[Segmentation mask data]
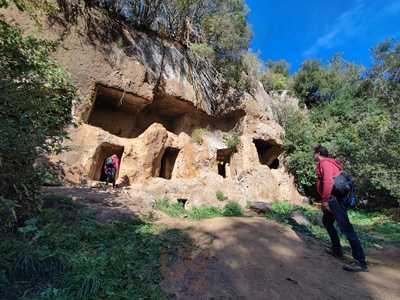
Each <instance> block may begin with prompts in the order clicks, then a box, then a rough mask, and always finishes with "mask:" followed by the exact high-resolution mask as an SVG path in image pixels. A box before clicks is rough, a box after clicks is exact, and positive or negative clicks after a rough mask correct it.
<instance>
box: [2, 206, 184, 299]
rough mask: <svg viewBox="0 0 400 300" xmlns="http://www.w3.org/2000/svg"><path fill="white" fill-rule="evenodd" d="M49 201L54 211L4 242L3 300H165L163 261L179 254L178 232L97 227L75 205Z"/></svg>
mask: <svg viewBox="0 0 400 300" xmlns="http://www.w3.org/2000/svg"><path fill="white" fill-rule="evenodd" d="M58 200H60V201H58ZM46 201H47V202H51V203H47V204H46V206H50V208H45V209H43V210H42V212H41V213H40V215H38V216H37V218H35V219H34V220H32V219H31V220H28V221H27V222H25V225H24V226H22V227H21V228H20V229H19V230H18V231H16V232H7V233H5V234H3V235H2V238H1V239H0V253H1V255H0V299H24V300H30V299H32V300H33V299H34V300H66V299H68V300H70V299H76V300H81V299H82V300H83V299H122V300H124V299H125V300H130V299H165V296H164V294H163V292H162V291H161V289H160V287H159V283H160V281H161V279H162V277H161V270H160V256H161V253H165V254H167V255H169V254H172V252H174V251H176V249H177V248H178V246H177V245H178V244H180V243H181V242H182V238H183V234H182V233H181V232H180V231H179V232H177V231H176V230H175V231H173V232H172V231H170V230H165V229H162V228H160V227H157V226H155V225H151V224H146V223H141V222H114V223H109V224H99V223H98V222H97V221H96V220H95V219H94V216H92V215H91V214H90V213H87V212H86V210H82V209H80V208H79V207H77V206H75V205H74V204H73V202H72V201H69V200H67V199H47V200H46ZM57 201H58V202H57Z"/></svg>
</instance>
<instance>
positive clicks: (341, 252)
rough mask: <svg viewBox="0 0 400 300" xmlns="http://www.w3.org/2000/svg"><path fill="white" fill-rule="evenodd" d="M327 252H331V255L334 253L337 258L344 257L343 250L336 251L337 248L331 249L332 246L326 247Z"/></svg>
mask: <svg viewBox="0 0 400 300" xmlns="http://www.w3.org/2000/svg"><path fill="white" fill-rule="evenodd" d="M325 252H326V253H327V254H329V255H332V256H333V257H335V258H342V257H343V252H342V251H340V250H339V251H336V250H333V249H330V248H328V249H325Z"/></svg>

* * *

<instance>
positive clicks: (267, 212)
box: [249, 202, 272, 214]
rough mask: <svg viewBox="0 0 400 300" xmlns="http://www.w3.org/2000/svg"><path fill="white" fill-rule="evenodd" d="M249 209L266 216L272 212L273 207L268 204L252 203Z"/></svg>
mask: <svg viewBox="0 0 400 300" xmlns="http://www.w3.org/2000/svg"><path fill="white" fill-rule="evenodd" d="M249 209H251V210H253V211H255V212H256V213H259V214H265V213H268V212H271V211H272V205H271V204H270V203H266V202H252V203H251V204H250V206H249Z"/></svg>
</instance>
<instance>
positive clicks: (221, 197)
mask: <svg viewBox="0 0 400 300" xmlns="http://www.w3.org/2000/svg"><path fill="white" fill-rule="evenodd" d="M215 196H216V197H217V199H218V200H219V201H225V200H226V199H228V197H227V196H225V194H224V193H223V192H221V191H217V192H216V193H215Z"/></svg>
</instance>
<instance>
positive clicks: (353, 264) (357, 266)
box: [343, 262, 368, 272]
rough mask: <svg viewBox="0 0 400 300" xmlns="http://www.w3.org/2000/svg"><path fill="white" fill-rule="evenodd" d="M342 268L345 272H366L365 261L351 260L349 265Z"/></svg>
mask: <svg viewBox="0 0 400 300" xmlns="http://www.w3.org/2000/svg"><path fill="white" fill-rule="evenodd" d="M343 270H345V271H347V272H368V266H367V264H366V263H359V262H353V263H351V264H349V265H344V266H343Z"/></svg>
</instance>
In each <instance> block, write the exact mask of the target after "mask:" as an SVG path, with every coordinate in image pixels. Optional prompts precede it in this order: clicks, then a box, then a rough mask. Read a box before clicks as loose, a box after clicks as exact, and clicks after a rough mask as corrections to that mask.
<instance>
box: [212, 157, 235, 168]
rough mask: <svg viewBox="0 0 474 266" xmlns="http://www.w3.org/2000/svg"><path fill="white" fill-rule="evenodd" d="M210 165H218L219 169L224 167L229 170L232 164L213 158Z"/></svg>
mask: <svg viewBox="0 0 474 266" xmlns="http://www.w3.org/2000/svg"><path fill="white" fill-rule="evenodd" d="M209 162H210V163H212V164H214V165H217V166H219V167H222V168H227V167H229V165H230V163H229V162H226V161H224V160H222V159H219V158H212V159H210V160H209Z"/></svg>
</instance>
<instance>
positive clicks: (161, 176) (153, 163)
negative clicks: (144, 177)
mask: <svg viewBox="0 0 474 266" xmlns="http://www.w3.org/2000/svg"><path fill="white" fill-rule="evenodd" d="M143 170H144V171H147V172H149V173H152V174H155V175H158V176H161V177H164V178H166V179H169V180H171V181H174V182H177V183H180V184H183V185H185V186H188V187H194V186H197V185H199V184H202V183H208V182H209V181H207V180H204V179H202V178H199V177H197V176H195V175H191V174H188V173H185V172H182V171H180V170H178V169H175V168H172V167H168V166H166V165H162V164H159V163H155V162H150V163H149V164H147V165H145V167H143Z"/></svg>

To do:
Each line in the records that carries "with" must be copied out.

Result below:
Each <instance> block may begin with prompts in the order clicks, then a box, then a rough mask, and always finishes with "mask:" followed by the exact high-resolution mask as an SVG path in image pixels. A box before clicks is rough, a box after clicks is exact, and positive or negative clicks after a rough mask correct it.
In each <instance> block, write the exact mask of the target after "mask:" as an SVG path, with every coordinate in image pixels. Optional prompts precede it in this order: clicks, then a box, then a rough mask. Read a box before clicks as loose, a box after clicks as exact, and clicks after a rough mask as corrections to that mask.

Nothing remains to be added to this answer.